DIRECTIVE:
Reproduce only the lines from the line containing "Mark every instance of the red and white striped" to the end of the entries below, including both of those lines.

DATASET RECORDS:
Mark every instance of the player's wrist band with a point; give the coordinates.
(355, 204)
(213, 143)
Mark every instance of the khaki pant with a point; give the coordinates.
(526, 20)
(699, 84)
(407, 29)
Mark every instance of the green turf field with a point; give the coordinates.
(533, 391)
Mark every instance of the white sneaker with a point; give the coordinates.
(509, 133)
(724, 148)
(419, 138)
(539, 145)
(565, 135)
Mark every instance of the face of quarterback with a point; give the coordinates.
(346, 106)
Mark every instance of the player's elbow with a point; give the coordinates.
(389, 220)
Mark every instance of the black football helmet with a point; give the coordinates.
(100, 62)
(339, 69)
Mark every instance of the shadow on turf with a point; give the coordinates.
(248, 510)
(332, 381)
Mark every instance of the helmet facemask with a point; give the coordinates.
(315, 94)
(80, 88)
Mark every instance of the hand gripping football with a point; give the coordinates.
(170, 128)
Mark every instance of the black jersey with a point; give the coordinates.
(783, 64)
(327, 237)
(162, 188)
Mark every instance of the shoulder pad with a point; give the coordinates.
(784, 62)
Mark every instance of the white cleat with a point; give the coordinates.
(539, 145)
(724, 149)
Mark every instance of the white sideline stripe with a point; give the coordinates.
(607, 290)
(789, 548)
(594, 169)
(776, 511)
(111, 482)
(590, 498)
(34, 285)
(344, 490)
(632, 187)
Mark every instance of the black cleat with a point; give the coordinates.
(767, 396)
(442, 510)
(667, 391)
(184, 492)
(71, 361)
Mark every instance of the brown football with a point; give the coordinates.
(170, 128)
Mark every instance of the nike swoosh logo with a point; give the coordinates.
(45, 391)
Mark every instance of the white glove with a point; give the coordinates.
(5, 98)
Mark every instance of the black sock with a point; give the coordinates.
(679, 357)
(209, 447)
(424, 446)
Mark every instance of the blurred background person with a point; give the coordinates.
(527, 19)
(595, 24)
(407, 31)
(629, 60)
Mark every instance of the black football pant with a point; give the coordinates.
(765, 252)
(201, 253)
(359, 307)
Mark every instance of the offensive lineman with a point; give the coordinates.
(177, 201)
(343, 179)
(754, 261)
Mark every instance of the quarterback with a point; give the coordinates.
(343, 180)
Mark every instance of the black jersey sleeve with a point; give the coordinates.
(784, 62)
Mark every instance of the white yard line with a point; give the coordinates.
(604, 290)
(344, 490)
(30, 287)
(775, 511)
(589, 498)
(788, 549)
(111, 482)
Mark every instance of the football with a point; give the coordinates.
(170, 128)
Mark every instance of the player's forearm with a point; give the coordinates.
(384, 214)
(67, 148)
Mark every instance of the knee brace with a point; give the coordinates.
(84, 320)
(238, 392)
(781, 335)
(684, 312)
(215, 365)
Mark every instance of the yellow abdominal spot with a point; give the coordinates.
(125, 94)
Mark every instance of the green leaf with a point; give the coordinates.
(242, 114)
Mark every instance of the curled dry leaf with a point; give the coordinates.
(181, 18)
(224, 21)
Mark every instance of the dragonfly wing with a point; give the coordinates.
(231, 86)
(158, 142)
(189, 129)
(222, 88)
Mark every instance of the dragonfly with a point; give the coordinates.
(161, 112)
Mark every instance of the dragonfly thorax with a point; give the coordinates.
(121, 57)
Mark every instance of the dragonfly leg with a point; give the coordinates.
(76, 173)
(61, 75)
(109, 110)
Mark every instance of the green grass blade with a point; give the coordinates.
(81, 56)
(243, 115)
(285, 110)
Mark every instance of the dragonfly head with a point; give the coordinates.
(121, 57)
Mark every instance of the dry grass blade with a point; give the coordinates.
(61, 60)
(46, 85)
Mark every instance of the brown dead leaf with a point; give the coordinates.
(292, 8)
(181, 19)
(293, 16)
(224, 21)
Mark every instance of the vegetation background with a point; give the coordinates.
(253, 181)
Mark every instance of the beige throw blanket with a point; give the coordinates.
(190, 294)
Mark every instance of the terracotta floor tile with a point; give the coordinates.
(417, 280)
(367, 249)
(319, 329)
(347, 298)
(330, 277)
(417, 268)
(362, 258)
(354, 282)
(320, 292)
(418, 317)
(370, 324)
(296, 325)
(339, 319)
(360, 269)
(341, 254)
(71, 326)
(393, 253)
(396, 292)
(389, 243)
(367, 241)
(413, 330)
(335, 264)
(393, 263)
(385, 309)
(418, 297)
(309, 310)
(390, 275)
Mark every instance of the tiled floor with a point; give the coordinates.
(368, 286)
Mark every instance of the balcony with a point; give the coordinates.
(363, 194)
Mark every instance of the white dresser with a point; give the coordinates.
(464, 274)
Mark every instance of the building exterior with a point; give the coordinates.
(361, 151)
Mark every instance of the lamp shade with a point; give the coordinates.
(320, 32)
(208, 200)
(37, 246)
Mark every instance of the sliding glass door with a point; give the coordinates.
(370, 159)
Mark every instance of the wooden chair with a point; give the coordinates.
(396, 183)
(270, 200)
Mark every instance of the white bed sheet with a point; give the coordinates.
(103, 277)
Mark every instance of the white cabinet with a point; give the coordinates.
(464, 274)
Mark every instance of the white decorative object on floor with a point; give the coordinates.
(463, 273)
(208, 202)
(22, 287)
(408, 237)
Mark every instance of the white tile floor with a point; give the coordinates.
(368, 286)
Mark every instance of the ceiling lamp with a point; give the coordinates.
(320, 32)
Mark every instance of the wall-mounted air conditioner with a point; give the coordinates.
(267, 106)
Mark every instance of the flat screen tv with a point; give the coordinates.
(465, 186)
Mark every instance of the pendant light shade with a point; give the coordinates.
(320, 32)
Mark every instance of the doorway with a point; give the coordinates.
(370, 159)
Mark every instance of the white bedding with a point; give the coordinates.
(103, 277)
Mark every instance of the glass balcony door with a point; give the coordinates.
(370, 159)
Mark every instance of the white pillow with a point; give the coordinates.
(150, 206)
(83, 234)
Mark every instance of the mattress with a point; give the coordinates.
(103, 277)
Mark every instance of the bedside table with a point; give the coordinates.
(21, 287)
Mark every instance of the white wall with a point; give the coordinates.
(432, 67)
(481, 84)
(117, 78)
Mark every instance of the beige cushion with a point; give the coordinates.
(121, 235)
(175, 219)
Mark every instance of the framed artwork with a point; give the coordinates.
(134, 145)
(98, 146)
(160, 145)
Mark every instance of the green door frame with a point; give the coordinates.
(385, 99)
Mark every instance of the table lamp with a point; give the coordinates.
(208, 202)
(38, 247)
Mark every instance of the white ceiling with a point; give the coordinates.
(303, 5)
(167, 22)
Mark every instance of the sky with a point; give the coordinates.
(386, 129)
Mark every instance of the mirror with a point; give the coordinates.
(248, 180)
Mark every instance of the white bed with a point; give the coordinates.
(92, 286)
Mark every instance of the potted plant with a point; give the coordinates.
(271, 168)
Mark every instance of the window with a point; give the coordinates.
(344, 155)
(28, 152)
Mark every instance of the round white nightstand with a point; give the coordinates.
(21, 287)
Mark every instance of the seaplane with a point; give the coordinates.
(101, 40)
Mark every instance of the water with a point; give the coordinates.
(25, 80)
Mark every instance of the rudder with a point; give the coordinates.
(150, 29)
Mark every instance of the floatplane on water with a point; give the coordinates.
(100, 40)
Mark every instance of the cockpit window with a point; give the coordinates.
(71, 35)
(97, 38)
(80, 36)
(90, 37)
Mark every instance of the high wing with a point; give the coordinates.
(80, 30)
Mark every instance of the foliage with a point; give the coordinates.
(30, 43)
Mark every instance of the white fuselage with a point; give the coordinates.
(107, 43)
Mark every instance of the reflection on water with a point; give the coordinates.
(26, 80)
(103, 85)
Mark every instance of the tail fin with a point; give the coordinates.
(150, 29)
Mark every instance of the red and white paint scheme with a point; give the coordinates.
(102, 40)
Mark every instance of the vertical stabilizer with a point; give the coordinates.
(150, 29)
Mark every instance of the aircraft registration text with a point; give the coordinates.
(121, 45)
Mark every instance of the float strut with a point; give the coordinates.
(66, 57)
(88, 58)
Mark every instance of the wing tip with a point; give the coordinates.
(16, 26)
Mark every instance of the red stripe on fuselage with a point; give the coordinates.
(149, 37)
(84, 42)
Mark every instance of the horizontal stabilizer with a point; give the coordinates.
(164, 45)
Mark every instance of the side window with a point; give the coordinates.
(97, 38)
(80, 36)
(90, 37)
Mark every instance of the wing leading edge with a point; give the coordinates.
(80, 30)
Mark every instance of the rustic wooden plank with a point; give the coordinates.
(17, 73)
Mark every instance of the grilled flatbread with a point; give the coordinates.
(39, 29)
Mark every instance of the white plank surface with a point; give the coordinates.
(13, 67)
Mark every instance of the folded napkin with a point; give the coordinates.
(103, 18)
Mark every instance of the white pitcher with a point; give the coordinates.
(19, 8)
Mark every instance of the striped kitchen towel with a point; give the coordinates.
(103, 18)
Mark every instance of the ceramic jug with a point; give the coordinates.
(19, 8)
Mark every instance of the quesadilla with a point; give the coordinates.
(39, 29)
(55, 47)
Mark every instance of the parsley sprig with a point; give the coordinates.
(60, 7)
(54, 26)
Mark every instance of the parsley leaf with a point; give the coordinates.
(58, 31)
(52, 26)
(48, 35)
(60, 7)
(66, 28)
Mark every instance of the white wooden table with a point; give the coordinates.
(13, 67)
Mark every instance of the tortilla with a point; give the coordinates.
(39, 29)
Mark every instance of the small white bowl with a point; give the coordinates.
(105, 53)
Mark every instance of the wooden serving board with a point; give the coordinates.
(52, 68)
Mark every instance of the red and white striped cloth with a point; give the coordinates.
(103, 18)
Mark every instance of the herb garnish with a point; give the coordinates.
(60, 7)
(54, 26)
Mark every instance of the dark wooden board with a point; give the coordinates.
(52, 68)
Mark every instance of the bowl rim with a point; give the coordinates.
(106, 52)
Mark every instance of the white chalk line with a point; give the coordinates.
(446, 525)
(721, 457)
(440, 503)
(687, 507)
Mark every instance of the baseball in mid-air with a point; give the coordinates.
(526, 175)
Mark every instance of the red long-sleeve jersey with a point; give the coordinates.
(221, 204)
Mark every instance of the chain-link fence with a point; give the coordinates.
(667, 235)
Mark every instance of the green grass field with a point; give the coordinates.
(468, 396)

WRITTEN SOLUTION:
Mark every instance of the red and white striped cloth with a point; give the coordinates.
(103, 18)
Mark every instance of the herb garnish with a point; give the coordinates.
(60, 7)
(54, 26)
Mark every instance of the dark wooden board with a point; give the coordinates.
(52, 68)
Mark every instance of the bowl rim with a point; give the coordinates.
(106, 52)
Mark every instance of the white chalk line with a point; give the coordinates.
(446, 525)
(721, 457)
(440, 503)
(687, 507)
Mark every instance of the baseball in mid-air with a point; give the coordinates.
(526, 175)
Mark every instance of the red long-sleeve jersey with a point; give the coordinates.
(221, 204)
Mark every instance of the chain-link fence with a point; give the coordinates.
(667, 235)
Mark every instance of the green grass field with a point; give the coordinates.
(468, 396)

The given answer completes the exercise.